▸ SHORT PROBLEM
Express the lines as a JSON list of strings, one string per line and omitting blank lines, beginning with the line containing "If you could drop a marker on the beige" and continuing through the final line of the records; include only these lines.

▸ EXTRACTED MATERIAL
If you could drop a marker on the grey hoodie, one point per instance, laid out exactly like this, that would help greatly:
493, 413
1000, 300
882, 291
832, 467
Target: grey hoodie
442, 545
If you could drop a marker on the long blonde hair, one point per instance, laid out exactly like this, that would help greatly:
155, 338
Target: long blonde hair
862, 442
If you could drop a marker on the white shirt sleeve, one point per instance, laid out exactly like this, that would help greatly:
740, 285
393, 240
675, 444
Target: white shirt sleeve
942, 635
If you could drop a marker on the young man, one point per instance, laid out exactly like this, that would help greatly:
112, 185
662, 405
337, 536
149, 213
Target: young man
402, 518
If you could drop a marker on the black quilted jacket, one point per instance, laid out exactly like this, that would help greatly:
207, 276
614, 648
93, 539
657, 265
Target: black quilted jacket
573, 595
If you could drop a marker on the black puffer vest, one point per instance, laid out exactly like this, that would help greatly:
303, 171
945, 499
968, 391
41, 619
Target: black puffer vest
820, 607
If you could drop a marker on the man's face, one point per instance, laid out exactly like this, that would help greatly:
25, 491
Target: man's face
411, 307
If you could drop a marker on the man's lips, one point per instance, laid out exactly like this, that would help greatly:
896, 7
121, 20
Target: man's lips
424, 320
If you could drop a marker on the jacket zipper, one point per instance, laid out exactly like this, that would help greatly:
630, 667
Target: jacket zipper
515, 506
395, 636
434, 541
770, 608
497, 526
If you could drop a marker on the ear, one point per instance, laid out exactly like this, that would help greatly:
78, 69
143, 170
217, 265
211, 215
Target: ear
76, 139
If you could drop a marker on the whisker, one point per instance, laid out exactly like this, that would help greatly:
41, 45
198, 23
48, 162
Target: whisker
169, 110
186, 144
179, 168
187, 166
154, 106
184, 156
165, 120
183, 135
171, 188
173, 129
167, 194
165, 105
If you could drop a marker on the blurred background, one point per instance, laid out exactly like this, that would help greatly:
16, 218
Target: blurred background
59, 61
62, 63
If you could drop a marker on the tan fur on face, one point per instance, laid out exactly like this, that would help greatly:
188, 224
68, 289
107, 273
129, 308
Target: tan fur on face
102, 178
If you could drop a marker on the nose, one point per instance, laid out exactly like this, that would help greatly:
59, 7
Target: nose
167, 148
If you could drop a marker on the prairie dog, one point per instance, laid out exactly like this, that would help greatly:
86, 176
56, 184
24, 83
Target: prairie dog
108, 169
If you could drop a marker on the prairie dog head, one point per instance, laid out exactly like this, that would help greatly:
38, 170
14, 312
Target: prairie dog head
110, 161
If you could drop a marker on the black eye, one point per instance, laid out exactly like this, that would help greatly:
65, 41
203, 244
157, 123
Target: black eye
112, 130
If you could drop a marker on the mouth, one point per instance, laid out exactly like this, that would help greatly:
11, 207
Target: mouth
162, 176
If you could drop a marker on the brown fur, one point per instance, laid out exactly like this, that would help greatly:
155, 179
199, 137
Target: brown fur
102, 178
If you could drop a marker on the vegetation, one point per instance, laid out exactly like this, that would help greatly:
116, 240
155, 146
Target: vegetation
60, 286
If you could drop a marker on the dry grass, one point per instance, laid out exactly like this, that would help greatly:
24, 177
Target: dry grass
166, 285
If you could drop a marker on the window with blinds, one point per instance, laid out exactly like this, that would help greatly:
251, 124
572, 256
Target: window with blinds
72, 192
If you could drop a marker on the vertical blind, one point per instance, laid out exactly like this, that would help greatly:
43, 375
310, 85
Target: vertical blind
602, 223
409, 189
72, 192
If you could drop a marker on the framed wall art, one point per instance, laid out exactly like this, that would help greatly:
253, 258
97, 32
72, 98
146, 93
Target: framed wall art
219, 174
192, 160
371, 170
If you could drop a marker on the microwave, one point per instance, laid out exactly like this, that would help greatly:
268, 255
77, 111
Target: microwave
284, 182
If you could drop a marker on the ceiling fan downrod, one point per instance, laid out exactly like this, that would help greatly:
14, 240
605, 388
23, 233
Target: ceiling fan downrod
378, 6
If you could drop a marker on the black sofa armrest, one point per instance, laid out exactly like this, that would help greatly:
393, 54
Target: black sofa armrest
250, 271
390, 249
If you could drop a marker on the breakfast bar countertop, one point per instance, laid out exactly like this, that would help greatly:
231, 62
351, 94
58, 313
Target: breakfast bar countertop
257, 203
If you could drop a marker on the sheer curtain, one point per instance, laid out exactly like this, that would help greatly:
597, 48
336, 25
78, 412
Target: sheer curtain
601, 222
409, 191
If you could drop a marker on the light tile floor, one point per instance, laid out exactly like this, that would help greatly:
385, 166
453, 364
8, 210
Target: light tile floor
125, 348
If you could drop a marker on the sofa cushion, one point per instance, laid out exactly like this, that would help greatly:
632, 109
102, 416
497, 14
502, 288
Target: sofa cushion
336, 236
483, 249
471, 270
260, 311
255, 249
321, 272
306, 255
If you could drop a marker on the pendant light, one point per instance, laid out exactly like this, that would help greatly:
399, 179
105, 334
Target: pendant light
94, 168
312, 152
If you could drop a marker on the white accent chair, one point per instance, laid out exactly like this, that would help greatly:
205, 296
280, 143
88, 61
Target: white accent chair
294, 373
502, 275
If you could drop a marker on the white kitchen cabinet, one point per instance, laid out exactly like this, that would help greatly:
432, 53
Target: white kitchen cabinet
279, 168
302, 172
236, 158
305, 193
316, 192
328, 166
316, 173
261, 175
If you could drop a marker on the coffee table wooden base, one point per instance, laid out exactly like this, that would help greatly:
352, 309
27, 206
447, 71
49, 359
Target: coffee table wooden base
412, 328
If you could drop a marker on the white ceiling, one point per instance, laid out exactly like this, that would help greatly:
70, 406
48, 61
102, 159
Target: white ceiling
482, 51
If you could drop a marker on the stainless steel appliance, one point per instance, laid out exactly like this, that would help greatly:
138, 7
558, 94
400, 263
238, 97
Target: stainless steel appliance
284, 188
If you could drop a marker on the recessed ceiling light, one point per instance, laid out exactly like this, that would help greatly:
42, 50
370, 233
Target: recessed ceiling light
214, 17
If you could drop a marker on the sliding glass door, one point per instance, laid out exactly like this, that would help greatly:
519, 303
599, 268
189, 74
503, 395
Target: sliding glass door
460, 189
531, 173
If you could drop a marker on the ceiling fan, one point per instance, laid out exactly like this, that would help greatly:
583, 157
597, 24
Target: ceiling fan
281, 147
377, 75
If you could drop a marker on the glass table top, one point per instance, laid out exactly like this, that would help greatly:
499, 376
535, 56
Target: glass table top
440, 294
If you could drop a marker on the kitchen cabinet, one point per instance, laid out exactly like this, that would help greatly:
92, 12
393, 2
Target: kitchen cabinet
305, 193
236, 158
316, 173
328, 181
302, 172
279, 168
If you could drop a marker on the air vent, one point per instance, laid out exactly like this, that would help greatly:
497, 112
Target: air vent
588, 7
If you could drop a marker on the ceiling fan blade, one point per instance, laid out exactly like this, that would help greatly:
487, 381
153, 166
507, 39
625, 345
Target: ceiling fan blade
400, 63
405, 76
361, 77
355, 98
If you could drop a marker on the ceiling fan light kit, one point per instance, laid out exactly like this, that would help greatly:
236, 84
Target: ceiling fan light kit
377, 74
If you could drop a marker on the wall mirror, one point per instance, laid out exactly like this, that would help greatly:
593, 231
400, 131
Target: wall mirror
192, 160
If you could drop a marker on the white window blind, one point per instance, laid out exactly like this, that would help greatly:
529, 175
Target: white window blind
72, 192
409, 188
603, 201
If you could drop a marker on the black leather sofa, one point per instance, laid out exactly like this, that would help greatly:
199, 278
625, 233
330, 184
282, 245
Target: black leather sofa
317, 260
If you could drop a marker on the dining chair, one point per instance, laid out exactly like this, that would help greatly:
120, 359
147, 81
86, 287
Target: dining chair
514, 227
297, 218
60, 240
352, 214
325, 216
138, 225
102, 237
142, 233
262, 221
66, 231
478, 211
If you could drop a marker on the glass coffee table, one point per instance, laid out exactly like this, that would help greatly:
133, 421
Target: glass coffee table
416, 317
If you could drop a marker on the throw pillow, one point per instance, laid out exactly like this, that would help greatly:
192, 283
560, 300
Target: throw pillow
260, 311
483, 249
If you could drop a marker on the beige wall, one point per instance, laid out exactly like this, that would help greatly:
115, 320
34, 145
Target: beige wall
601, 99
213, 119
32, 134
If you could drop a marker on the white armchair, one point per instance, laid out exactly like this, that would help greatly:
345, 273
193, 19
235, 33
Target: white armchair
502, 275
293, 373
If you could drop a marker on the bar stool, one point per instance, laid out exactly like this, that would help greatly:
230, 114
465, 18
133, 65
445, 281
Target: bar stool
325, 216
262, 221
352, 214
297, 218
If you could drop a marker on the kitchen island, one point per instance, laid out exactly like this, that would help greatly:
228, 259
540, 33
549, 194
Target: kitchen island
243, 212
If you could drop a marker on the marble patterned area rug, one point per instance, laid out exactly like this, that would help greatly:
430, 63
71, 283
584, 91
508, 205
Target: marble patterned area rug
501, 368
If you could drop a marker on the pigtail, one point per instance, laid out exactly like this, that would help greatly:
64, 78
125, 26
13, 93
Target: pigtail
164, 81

▸ RESPONSE TO THE TASK
[
  "If you could drop a marker on the beige wall, one point per instance, laid out exactly like this, that would help greatly:",
  "115, 320",
  "34, 145",
  "Target: beige wall",
  "601, 99",
  "213, 119",
  "32, 134",
  "If you could drop a marker on the white armchair, one point per instance, laid out exactly like this, that would help greatly:",
  "345, 273",
  "193, 19",
  "235, 33",
  "Target: white armchair",
  "502, 275",
  "293, 373",
  "If you could drop a marker on the bar stool, one point per instance, laid out exactly like this, that would help greatly:",
  "230, 114",
  "465, 18",
  "133, 65",
  "445, 281",
  "Target: bar stool",
  "325, 216",
  "262, 221",
  "352, 214",
  "297, 218",
  "If you could drop a marker on the kitchen island, one point per instance, laid out exactly like this, that would help greatly:",
  "228, 259",
  "540, 33",
  "549, 194",
  "Target: kitchen island",
  "243, 212",
  "If you could drop a marker on the marble patterned area rug, one point per instance, laid out exactly like this, that would help greatly:",
  "430, 63",
  "71, 283",
  "584, 91",
  "508, 205",
  "Target: marble patterned area rug",
  "501, 368",
  "If you could drop a marker on the pigtail, one point per instance, laid out exactly like this, that would help greatly:",
  "64, 78",
  "125, 26",
  "13, 93",
  "Target: pigtail",
  "164, 81"
]